-- YOUR OBJECTIVE --
Starting with the line that contains "Locate the white" and going on through the end of the records, write those lines out again with their requests, and shift every answer coordinate by adding 150 to it.

-- EXERCISE DATA --
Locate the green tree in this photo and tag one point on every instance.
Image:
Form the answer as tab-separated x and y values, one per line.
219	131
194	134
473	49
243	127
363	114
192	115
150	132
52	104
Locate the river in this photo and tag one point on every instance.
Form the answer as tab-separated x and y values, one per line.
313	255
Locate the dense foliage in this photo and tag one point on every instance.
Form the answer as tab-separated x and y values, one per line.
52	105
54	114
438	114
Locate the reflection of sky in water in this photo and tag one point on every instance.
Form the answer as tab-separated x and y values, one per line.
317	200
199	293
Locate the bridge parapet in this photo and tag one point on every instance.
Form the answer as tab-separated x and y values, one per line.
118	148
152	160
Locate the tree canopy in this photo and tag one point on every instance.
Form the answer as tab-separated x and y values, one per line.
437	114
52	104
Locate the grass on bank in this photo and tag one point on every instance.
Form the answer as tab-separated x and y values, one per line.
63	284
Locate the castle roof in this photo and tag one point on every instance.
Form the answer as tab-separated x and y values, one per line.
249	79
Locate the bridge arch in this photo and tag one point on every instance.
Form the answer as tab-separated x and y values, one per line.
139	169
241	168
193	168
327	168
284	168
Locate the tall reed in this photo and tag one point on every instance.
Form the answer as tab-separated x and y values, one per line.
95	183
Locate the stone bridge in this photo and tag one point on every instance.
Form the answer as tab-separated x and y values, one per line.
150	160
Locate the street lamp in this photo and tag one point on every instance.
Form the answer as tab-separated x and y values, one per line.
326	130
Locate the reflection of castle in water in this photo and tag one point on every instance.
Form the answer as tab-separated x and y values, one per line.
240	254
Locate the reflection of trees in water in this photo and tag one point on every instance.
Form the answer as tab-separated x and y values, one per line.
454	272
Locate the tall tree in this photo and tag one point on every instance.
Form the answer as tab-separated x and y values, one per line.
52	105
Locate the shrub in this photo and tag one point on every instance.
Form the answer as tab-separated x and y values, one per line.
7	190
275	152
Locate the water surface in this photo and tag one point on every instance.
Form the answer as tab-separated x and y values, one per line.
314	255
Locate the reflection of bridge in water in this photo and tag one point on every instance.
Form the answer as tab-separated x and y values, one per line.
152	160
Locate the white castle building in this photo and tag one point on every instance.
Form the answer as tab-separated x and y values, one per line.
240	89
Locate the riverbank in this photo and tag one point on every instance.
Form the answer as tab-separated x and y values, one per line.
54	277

-- RESULT --
Locate the white castle building in this photo and tag one point on every instance.
Form the answer as tab-separated x and y values, one per line.
390	239
Locate the riverbank in this photo and tag one point on every instance.
Form the answer as tab-separated x and y values, one per line.
204	427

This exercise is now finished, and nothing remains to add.